- _Your task_
Scan the records below, and wherever a line has the word "shirt", pull it out.

▬▬▬▬▬▬

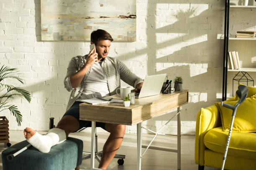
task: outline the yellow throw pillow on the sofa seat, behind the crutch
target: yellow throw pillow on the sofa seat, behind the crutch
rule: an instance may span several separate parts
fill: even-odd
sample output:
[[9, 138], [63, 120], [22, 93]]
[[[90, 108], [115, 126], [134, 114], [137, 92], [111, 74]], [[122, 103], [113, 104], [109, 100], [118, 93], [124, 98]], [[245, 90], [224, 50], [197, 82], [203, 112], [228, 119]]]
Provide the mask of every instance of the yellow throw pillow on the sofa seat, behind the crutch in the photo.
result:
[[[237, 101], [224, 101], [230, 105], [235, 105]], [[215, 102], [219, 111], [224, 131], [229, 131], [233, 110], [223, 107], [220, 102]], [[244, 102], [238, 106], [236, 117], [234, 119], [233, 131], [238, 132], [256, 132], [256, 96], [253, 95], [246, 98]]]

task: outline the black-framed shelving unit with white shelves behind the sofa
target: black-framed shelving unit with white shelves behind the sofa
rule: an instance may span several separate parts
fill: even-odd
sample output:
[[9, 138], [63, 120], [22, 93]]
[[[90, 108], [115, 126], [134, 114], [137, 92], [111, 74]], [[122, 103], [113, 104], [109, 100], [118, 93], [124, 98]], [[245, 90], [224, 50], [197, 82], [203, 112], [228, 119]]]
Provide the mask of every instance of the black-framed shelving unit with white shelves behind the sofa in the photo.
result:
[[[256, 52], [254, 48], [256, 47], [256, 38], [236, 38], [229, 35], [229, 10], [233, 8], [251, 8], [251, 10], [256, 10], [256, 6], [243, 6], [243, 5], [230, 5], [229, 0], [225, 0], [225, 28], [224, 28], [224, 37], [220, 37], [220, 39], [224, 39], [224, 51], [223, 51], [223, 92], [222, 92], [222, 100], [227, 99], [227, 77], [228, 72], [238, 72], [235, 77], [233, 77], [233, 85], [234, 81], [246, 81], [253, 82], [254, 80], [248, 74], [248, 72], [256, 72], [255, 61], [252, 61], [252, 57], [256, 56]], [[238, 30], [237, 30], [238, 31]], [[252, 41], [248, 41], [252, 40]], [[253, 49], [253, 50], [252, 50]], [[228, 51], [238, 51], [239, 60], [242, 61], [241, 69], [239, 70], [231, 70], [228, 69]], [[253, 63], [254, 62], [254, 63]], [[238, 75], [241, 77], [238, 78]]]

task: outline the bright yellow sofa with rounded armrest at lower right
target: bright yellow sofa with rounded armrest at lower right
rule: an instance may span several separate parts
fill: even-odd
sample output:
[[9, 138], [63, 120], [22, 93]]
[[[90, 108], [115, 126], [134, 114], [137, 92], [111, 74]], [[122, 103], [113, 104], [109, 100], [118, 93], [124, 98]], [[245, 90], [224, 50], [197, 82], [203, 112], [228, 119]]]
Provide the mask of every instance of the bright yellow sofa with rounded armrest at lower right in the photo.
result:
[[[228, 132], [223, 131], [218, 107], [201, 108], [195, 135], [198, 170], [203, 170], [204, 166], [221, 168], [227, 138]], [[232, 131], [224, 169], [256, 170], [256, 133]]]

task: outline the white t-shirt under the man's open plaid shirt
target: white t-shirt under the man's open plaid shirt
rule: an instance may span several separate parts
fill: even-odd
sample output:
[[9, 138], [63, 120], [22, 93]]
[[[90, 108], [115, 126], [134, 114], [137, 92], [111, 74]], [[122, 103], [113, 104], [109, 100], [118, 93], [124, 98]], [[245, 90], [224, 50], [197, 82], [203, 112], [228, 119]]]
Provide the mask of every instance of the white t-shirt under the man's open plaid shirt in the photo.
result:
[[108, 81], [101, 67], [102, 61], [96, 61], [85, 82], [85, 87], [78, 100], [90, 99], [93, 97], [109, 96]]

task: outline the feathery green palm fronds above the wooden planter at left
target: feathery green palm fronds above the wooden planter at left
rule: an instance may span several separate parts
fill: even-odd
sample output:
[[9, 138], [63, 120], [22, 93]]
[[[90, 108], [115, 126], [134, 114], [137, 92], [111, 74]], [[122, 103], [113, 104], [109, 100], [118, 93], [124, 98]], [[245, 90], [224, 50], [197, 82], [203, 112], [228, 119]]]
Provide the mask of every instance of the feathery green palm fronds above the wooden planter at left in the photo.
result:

▬▬▬▬▬▬

- _Response to this exercise_
task: outline the white t-shirt under the man's open plaid shirt
target: white t-shirt under the man's open plaid shirt
Provide the mask of every instance of the white t-shirt under the man's open plaid shirt in the photo.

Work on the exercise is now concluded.